## Exercise instructions
Set down, word for word, the stretch of lines from the one containing "Q: report a point for each instance of the green flower" to the end of the records below.
— Start of Material to process —
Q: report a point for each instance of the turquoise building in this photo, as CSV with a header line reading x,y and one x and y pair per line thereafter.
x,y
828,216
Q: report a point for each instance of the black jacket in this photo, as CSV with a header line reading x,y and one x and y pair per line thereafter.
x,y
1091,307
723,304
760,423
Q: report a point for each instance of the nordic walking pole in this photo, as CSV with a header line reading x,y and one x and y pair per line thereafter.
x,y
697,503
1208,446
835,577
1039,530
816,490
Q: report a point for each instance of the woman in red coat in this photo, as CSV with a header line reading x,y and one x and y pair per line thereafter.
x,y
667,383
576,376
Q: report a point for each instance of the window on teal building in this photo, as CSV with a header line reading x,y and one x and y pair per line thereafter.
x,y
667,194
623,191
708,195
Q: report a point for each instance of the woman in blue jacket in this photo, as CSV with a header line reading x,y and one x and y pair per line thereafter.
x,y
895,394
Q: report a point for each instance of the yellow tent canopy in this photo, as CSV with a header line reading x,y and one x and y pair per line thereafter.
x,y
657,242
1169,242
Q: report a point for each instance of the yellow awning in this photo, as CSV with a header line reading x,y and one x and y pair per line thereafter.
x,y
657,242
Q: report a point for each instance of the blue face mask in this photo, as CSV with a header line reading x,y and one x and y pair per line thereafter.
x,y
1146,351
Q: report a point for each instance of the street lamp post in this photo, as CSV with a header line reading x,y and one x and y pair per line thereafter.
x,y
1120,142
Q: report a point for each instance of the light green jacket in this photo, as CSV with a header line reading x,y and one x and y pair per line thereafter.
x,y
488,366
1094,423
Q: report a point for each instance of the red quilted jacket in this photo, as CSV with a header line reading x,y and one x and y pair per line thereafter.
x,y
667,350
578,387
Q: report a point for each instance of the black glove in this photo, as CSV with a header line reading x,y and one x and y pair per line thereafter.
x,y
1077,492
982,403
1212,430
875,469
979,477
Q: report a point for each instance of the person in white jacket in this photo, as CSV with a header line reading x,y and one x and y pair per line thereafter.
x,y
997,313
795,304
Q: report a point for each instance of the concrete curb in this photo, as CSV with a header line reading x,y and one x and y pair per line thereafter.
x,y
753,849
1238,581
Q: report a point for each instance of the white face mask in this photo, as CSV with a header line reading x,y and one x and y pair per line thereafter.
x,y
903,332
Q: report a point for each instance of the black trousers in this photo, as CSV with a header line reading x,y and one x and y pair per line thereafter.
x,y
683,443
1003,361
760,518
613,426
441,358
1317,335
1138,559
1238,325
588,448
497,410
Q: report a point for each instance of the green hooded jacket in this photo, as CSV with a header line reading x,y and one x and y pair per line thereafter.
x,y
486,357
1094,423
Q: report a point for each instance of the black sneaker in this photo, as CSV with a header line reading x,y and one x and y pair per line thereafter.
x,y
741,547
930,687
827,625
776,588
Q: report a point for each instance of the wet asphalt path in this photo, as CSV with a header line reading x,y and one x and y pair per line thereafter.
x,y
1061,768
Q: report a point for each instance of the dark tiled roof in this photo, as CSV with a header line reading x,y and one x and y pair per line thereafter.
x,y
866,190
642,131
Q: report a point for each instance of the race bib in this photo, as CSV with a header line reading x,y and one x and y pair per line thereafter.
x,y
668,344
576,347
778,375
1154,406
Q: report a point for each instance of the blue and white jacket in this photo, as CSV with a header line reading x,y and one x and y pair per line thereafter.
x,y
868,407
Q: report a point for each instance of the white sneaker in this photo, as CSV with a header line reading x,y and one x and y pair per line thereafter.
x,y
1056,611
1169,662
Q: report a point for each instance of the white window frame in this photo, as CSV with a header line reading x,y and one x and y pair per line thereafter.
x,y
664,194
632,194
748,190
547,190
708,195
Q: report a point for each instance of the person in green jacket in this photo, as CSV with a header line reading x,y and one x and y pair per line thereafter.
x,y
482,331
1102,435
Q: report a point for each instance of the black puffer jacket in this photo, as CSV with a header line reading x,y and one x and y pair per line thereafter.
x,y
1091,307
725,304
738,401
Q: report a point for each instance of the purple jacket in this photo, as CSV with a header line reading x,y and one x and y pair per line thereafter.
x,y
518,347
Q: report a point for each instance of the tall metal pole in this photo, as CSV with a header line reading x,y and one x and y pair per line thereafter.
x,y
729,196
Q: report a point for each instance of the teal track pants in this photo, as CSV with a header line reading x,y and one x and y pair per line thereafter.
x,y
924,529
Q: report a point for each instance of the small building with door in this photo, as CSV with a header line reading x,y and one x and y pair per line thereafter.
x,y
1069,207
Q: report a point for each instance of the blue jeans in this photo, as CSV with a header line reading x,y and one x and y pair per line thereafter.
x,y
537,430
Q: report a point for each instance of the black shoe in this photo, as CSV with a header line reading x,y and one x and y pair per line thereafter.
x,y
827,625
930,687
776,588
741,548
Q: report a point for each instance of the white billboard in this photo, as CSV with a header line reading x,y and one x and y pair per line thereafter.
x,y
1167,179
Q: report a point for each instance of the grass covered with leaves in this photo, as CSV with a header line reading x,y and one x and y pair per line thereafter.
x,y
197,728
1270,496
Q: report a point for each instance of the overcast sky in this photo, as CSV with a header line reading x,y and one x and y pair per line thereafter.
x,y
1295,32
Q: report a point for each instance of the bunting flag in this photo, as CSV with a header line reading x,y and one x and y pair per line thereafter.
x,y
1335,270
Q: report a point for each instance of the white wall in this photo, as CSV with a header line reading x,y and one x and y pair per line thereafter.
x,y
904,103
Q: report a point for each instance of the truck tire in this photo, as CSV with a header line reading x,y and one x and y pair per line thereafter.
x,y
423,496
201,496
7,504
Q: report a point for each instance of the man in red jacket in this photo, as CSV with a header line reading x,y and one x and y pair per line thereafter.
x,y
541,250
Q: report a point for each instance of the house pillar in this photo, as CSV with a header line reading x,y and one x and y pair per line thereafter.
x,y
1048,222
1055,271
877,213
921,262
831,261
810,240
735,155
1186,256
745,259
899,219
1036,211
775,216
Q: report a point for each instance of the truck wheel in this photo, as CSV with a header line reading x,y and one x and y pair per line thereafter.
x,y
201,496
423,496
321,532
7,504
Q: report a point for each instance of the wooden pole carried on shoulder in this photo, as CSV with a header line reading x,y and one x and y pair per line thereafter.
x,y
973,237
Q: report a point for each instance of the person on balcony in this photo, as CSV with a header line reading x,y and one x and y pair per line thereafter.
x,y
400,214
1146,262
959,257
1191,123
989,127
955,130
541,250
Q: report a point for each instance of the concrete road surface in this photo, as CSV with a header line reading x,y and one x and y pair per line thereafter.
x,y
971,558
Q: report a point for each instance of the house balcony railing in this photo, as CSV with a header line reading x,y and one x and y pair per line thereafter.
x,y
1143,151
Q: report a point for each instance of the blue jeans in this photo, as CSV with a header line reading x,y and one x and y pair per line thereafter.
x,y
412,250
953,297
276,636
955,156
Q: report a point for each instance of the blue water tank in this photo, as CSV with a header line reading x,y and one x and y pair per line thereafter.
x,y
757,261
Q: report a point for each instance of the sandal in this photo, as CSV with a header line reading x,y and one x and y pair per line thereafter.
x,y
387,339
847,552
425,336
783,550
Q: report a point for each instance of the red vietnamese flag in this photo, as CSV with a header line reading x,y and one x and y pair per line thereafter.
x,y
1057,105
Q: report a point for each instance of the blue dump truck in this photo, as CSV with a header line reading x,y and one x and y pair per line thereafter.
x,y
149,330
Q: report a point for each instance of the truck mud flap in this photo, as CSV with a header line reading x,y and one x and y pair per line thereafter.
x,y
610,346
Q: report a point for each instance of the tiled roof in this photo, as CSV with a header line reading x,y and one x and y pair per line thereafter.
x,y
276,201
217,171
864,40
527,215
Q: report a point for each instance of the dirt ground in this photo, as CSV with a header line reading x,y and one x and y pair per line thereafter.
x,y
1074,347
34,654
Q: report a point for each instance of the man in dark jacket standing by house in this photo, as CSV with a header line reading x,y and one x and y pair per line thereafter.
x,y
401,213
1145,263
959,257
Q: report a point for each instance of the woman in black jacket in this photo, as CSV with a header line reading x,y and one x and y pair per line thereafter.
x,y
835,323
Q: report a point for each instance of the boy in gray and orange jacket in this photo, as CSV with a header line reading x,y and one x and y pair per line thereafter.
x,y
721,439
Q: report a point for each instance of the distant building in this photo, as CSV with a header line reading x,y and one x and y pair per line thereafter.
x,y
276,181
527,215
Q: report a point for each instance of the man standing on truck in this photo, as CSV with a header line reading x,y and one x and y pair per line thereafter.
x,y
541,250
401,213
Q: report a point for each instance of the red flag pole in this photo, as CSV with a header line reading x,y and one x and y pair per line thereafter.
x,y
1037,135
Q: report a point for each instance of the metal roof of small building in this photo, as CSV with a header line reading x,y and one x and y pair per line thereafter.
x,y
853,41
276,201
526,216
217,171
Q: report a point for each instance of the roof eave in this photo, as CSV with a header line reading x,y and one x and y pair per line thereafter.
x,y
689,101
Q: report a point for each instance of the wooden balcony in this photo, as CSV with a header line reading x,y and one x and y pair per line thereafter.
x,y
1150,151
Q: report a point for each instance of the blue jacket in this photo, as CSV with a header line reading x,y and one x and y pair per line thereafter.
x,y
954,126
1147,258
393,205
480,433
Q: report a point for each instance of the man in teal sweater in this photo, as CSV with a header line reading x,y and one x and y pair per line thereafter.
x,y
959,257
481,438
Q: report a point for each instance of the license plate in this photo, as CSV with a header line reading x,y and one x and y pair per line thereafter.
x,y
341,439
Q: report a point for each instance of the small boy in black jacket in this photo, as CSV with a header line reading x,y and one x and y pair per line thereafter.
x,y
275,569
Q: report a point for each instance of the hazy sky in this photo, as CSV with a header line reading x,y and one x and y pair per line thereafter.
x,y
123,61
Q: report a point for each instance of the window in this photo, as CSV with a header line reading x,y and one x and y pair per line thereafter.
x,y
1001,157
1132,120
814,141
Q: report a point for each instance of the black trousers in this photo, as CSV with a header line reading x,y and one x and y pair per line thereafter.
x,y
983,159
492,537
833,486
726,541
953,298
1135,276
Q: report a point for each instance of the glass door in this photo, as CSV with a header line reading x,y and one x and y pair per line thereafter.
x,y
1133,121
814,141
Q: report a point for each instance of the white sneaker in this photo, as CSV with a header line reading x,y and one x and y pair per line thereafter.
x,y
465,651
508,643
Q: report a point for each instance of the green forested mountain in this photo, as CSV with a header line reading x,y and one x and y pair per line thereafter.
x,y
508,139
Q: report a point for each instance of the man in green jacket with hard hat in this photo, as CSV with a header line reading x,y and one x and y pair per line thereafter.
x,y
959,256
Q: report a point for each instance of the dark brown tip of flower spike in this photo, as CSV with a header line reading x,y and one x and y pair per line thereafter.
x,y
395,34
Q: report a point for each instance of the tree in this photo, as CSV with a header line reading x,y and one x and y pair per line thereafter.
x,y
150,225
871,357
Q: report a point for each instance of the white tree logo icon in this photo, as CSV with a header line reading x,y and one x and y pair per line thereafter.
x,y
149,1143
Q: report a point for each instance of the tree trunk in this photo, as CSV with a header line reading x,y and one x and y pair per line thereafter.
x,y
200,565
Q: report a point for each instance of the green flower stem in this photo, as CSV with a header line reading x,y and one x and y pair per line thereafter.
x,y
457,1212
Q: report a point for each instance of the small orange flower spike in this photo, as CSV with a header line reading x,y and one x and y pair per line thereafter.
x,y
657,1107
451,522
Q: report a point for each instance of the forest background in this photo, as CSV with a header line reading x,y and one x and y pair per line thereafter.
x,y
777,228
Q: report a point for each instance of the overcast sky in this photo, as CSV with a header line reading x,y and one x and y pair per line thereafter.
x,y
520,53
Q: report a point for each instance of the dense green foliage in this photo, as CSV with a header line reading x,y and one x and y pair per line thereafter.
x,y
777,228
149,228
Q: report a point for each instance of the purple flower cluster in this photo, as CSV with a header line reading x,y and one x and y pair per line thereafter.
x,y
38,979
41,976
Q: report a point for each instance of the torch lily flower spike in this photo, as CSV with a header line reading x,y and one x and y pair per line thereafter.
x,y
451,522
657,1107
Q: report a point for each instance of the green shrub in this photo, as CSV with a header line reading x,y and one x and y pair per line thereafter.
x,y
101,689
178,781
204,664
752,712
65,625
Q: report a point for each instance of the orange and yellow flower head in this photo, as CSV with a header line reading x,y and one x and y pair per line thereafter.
— End of Material to process —
## Problem solution
Q: report a point for each instance of the green flower stem in this photo, as CSV with a header line reading x,y and one x and y pair per line thereafter.
x,y
457,1212
Q: report a point for each instance of the small orange flower spike in this photo, as CSV with a header line reading x,y and one x and y pair per line thereafter.
x,y
657,1107
451,522
Q: report a point for each instance of the forest background in this photo, as CSV with a header line reading x,y and one x and y pair per line thereafter.
x,y
777,228
Q: report a point for each instance of the overcast sky in this photo, as CSV with a header line reading x,y and one x and y pair per line thereafter.
x,y
520,53
Q: report a point for each instance of the dense green foliage in this photo, as CSV with a header line reading x,y and one x and y pair per line thereafter.
x,y
777,228
149,228
Q: report a point for each instance of the purple flower cluster in this photo, as CSV with a header line reading x,y and one x and y pair per line thereafter.
x,y
38,979
41,976
Q: report a point for each instance of the torch lily flower spike in this photo, as CSV with a header line reading x,y and one x and y pair per line thereafter.
x,y
451,522
657,1107
Q: report a point for each instance of the green shrub in this photo, as CSV with a header line reading x,y and one x and y pair per line thereafter.
x,y
101,689
178,781
204,664
752,712
65,625
Q: report a point for each instance of the orange and yellow flower head in this photo, as CSV with a header line reading x,y and one x and y pair per line thereafter.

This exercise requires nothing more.